----- Supplied data

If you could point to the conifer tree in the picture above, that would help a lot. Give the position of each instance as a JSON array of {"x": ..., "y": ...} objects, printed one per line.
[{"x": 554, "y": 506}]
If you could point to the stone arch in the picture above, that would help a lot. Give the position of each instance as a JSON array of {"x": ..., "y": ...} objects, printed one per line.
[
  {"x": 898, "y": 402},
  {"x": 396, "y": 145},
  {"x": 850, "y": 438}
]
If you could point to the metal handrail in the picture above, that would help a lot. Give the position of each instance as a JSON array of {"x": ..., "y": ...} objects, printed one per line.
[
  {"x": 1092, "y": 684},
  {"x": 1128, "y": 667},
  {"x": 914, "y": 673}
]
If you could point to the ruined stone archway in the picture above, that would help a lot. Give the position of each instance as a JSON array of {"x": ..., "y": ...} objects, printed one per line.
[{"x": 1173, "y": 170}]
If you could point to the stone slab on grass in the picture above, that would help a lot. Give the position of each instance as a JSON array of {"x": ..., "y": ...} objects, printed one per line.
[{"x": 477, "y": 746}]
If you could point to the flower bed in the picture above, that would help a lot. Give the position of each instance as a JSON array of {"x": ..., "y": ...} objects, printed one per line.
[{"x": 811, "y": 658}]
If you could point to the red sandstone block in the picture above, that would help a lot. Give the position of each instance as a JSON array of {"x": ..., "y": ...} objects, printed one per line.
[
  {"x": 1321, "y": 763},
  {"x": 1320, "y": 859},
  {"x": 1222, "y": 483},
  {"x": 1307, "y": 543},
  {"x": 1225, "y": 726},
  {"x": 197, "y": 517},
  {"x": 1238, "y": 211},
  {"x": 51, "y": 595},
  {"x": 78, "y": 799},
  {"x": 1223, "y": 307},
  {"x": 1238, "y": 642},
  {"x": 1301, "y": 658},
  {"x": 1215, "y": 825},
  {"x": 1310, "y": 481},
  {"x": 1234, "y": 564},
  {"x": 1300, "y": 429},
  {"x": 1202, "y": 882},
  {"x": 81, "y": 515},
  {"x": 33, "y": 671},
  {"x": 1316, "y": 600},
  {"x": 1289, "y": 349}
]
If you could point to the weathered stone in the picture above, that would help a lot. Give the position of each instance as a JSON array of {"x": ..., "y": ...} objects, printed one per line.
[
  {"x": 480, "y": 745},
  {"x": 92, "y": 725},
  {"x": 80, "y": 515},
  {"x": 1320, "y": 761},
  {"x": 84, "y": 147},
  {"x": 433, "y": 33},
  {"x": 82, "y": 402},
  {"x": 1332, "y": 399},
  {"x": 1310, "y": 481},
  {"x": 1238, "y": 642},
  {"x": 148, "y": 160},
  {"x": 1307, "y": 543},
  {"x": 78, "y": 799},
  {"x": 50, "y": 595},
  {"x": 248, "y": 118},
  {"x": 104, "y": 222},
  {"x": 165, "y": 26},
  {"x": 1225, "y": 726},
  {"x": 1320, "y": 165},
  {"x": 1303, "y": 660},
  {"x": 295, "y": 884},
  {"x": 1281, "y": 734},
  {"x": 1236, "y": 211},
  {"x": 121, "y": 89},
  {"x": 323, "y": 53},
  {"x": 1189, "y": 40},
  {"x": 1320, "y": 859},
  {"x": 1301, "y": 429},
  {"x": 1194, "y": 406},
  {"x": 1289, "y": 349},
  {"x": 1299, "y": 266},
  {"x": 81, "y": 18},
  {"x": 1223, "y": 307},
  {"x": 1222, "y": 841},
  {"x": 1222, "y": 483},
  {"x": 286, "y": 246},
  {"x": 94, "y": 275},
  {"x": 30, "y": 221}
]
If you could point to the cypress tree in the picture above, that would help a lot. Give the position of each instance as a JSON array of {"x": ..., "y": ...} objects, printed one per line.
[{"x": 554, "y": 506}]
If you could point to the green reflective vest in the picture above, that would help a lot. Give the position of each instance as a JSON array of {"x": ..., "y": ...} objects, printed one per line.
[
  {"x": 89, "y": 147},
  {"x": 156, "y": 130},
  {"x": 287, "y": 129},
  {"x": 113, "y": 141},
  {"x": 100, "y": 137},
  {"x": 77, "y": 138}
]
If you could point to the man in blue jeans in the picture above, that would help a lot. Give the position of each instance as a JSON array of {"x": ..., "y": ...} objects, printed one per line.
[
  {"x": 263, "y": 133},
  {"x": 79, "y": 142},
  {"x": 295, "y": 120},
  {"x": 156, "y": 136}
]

----------

**What you should do**
Could you put the stretch from the line containing "If you could point to the green" through the end of the records into a JSON list of strings, with one string per line and blank lines omitted?

**Response below**
[
  "If you could point to the green reflective vest in the picture above, that would help a lot. Give the position of each instance as a JSON array of {\"x\": ..., \"y\": ...} objects, printed one per line.",
  "[",
  "  {\"x\": 89, \"y\": 147},",
  "  {\"x\": 156, \"y\": 130},",
  "  {\"x\": 287, \"y\": 129},",
  "  {\"x\": 113, \"y\": 141},",
  "  {\"x\": 100, \"y\": 137},",
  "  {\"x\": 77, \"y\": 138}",
  "]",
  "If you could point to the man in blue jeans in the picture above, that would help a lot. Give the position of each instance as a JSON array of {\"x\": ..., \"y\": ...} objects, printed one per line.",
  "[",
  "  {\"x\": 263, \"y\": 133},",
  "  {\"x\": 79, \"y\": 142},",
  "  {\"x\": 295, \"y\": 120},",
  "  {\"x\": 156, \"y\": 136}",
  "]"
]